▶ [Task to carry out]: Each entry should be quoted word for word, including every mark of punctuation.

▶ [Records provided]:

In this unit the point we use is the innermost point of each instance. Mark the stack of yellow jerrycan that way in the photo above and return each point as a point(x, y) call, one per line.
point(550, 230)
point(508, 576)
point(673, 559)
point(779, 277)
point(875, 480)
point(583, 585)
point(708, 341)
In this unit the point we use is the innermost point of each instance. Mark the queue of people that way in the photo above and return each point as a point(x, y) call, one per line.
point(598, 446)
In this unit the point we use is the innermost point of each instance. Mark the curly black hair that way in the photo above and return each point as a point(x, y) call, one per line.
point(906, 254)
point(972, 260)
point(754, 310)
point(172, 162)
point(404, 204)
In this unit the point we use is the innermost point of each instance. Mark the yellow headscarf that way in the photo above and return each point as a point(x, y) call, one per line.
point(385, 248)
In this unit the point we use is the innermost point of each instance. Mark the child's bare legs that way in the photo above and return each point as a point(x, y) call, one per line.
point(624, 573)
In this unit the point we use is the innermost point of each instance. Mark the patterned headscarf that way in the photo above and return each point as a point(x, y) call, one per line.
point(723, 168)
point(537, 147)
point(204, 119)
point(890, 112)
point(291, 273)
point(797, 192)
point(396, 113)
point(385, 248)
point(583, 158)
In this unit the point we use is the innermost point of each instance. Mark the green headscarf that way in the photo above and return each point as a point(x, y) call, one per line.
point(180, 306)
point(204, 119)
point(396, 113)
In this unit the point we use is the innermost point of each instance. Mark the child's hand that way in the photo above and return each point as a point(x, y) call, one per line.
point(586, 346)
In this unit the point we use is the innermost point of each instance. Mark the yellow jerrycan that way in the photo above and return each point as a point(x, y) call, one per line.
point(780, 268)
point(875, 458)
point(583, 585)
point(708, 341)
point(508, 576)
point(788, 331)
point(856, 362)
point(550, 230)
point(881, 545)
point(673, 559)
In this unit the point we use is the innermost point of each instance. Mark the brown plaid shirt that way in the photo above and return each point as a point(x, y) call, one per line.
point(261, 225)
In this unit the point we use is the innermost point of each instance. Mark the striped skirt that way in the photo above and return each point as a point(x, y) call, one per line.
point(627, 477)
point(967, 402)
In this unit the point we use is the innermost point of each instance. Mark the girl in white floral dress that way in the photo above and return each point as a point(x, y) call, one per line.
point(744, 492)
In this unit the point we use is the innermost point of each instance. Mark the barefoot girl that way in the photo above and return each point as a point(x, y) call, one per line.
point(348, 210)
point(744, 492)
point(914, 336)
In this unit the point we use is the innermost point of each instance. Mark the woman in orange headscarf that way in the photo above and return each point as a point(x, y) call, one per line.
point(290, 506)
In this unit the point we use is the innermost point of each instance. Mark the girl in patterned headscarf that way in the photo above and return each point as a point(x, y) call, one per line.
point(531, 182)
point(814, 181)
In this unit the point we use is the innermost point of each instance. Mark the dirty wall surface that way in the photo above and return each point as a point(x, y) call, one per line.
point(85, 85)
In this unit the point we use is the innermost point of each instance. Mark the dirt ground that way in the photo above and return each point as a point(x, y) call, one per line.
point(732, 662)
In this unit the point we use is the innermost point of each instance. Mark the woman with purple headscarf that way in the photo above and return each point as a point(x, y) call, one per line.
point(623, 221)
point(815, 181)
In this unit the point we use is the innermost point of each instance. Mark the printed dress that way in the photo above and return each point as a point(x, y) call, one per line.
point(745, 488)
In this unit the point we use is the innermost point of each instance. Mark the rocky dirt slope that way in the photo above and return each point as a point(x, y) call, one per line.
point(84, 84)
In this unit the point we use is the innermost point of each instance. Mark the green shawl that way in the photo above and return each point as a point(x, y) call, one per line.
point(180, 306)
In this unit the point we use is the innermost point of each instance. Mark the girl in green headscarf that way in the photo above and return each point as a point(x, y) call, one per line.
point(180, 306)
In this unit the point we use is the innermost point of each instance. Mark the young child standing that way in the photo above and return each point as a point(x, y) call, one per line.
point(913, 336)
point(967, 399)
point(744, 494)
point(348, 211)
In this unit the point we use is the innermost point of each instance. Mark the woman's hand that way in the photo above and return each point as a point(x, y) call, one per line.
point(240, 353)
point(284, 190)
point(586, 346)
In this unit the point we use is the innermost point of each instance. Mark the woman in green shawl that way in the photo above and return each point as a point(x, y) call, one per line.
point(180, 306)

▶ [Full answer]:
In this unit the point we use is the innermost point of each instance. Mark the stack of yellow jerrycan that way in the photo above and return each point as a point(x, y) call, one per line.
point(550, 230)
point(508, 576)
point(673, 559)
point(779, 277)
point(875, 480)
point(583, 585)
point(708, 341)
In this unit the point we use is the innermost point of each instance. Mark the queue of people that way in the photo above and return each point as a point(x, y) call, one per line.
point(598, 446)
In this unit the point we use is the innermost point of each instance. Mark the curly black hair that way in the photo above and return each point as a point(x, y) call, one per line.
point(906, 254)
point(972, 260)
point(754, 310)
point(172, 162)
point(404, 204)
In this unit the point we use is the innermost point of each instance. Mark the yellow headscarf that way in the photo above and return each point as a point(x, y) call, one per line.
point(385, 248)
In this unit the point we use is the innermost point of each instance. Mark the child's bare legs that way in the photo above and return each point as a point(x, y) call, one per line.
point(624, 573)
In this unit the point we use is the innermost point of each instance. Mark the patterned headscarf that way in the photo above and return each point as a point(x, y) call, one per line.
point(723, 168)
point(537, 147)
point(204, 119)
point(890, 112)
point(291, 273)
point(797, 192)
point(396, 113)
point(385, 248)
point(583, 158)
In this unit the point we use is the innermost point of each instance. Mark the green headscarf that way in the photo above and return each point as a point(x, y) call, one per line.
point(180, 306)
point(204, 119)
point(396, 113)
In this unit the point we use is the innermost point of each instance. Mark the child's hand that way in the photo above and return each point as a point(x, y) call, one per line.
point(586, 346)
In this unit the point we use is the innermost point of each instance. Mark the yellow jerrycan that way in the photo above and return each point as a point(x, y) call, one per line.
point(780, 268)
point(875, 458)
point(583, 585)
point(708, 341)
point(508, 576)
point(788, 331)
point(856, 362)
point(550, 230)
point(881, 545)
point(673, 559)
In this unit the point we use is the innermost point of each instance. Mark the brown plaid shirt that way in the photo above and return each point as a point(x, y) call, one per line.
point(261, 225)
In this unit the point we use is the innermost point of each instance. Mark the striped skirt that way in the photo above and return each point as a point(x, y) call, one per line.
point(627, 477)
point(967, 402)
In this unit the point we use is the innermost point of each instance. Mark the girl in white floral dress that way in the photo above and return each point as a point(x, y) call, one per line.
point(744, 492)
In this unit the point we use is the innermost point of each instance. Mark the barefoot girl that way in the photo above and return each point as a point(x, y) call, one per line.
point(348, 210)
point(744, 492)
point(914, 336)
In this unit the point we use is the innermost point of each instance. Mark the woman in orange headscarf that way in the photo above and return each point as a point(x, y) call, one per line.
point(290, 506)
In this unit the point we use is the innermost point of each instance. Mark the girl in patterned headscarf that way in the photo above and return each point as a point(x, y) call, one per line.
point(531, 182)
point(814, 181)
In this unit the point we use is the innermost point of each instance. Mark the dirty wall surface that way in the photo above and return each point as a point(x, y) call, one per line.
point(85, 85)
In this unit the point we use is the innermost point of each instance. Mark the dirt ground that way in the photo above and return each point as a point(x, y) call, one per line.
point(732, 662)
In this unit the point we use is the innermost point of each instance. Mark the woman with purple headscarf that way in the photo above and return each point as a point(x, y) call, one per line.
point(623, 221)
point(815, 181)
In this unit the point we use is the innermost point of each instance. Mark the printed dress that way in the photo above and return each point as a point(x, y) call, one per line.
point(745, 488)
In this unit the point we use is the innermost point of each instance. Mark the rocky dirt slope that way in the photo above and return each point as a point(x, y) call, one per line.
point(84, 84)
In this unit the point we use is the innermost point of each instance. Mark the green shawl that way in the photo above and return each point as a point(x, y) call, one per line.
point(180, 306)
In this unit the point we use is the innermost point of each instance. Mark the girl in green headscarf that way in the photo above and return each point as a point(x, y) call, one per line.
point(180, 306)
In this unit the point we use is the innermost point of each instance. Mark the young child standing that way in the photo above and return each point as a point(x, y) call, one per line.
point(913, 336)
point(967, 399)
point(744, 494)
point(348, 211)
In this unit the point we use is the innermost point of each instance. Mark the woman's hand that way in the photo above and return each point as a point(x, y) call, one per line.
point(240, 353)
point(284, 190)
point(586, 346)
In this unit the point we use is the innermost point of each instance. Mark the woman in green shawl that way in the photo above and return each point as a point(x, y) call, one per line.
point(180, 306)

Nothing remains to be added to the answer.